WHAT TO DO:
Would you quote the material below in full and unchanged?

GIVEN DATA:

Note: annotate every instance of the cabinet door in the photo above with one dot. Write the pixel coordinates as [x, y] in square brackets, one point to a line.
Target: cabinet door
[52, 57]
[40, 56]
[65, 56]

RESULT FOR THIS EXERCISE:
Note: annotate every instance of the cabinet door in the photo above with one dot. Write the pixel coordinates as [x, y] in square brackets, one point to a line.
Target: cabinet door
[52, 57]
[40, 56]
[65, 56]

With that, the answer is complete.